**TO-DO LIST**
[A] For the passage on Mackenzie's absolute return fund, decide whether each statement below agrees with it, answering yes or no and quoting the words that settle it: (i) the fixed-income credit sleeve can use leverage; (ii) the global macro slice is managed by three people; (iii) alternative mutual funds domiciled in the U.S. hold around US$700 billion in assets.
[B] Answer these questions from the passage on Mackenzie's absolute return fund, one answer per line:
(i) What does the market-neutral equity sleeve include?
(ii) After what event did absolute-return strategies see a dramatic surge in popularity?
(iii) What standalone fund does Mackenzie also offer?
[C] Pick up the passage on Mackenzie's absolute return fund and keep writing it from the point where it stops.

**DOCUMENT SEGMENT**
An absolute return orientation
Mackenzie’s flagship alternative mutual fund includes a market-neutral equity sleeve, which includes long and short positions. Another major component, the fixed-income credit sleeve, is absolute return-oriented and is similarly able to get both long and short exposure; it’s also able to use leverage to amplify returns from investment-grade bonds.

“The third leg of the stool is global macro, which takes macroeconomic inputs and makes inferences on the relative values of commodities, currencies, equities, and other sub-asset classes in the marketplace,” Schnitman said, noting that Mackenzie also offers a standalone Global Macro liquid alternatives fund. “That slice of the absolute return strategy is managed by two people who have 10 years of experience with this type of approach at CPPIB.”

If the experience of the U.S. is any indication, the forecast for absolute return-oriented funds among retail investors in Canada over the next few years is extremely positive. Schnitman noted that after the financial crisis of 2008, absolute-return strategies saw a dramatic surge in popularity; today, alternative mutual funds domiciled in the U.S. hold around US$700 billion in assets, with around half in alternative strategies that include absolute return-focused funds.

(Records)
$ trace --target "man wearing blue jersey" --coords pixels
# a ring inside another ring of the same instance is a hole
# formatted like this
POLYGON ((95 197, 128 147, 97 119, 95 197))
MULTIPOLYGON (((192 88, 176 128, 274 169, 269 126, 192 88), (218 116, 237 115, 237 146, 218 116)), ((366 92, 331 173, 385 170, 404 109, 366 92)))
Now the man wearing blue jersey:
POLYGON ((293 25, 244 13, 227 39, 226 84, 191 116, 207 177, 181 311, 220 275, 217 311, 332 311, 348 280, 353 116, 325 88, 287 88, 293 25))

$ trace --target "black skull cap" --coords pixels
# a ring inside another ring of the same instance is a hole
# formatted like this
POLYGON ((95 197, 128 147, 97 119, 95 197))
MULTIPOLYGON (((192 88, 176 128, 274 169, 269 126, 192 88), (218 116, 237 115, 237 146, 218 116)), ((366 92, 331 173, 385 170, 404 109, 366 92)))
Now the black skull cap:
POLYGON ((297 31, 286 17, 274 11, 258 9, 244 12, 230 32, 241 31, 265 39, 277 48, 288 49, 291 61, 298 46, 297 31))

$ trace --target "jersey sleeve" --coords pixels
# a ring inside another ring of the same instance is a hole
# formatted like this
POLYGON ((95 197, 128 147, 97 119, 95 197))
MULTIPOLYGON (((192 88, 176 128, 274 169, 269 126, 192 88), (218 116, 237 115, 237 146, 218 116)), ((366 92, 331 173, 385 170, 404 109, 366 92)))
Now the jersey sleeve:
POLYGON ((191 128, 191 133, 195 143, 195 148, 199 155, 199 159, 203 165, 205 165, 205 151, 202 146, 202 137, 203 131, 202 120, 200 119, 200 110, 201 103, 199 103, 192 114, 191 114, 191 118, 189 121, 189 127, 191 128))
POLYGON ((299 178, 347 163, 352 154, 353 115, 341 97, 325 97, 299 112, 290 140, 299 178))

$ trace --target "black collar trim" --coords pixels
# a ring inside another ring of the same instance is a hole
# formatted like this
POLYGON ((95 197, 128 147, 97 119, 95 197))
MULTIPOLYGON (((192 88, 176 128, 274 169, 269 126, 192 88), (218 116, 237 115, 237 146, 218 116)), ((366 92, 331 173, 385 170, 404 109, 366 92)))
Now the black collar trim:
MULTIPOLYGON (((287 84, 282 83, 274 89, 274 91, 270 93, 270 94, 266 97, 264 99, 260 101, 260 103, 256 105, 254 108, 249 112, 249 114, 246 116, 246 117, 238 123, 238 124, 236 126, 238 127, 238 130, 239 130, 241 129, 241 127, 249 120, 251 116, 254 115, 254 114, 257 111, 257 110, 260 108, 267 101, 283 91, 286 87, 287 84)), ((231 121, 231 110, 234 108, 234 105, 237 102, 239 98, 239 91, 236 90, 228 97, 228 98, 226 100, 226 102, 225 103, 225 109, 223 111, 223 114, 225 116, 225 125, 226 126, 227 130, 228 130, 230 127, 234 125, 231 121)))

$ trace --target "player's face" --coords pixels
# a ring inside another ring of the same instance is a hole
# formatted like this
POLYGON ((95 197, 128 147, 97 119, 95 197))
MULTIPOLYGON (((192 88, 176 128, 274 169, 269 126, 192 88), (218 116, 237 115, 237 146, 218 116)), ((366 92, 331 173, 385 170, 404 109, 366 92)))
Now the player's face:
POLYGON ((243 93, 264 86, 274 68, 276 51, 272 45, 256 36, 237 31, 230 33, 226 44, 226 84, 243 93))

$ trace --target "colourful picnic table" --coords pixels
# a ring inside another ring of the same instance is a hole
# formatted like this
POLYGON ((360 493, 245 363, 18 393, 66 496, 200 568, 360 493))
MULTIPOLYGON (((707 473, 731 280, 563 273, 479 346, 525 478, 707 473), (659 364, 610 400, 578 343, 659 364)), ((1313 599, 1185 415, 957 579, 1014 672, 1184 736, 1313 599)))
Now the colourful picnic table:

**ANSWERS TO EACH TASK**
[A]
(i) Yes: "it’s also able to use leverage to amplify returns from investment-grade bonds"
(ii) No: "managed by two people who have 10 years of experience with this type of approach at CPPIB"
(iii) Yes: "alternative mutual funds domiciled in the U.S. hold around US$700 billion in assets"

[B]
(i) Long and short positions.
(ii) The financial crisis of 2008.
(iii) A Global Macro liquid alternatives fund.

[C]
To be sure, Mackenzie has been doing its part to support that wave. Over the past two years, it has expanded its liquid-alt line-up to include a shelf of four alternative-strategy solutions, one alternative-asset fund, and one alternative-asset ETF. It also recently announced lower management fees for three of its absolute return-oriented products.

“I think that Canadian retail investors can benefit greatly from having these types of funds in their portfolios, and we’re very excited to provide these options to help them achieve their goals,” Schnitman said.